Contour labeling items
-----

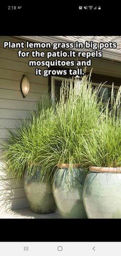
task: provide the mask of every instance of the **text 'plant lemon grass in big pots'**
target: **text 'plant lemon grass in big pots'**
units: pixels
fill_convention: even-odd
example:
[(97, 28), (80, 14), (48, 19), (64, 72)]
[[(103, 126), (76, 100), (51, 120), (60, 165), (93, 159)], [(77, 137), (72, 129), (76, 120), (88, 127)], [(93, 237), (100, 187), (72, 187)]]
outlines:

-----

**Short problem**
Update the lines above by replacing "pixels" with "px" and leaving everything else unchanged. Omit the pictures from the answer.

**Answer to this problem**
task: provide the mask of every instance of the **text 'plant lemon grass in big pots'**
target: **text 'plant lemon grass in big pots'**
units: px
fill_convention: even-odd
example:
[(97, 28), (80, 14), (48, 19), (64, 72)]
[[(103, 126), (76, 100), (51, 120), (60, 165), (93, 159)], [(77, 137), (72, 129), (76, 120), (88, 127)], [(93, 237), (100, 187), (72, 187)]]
outlines:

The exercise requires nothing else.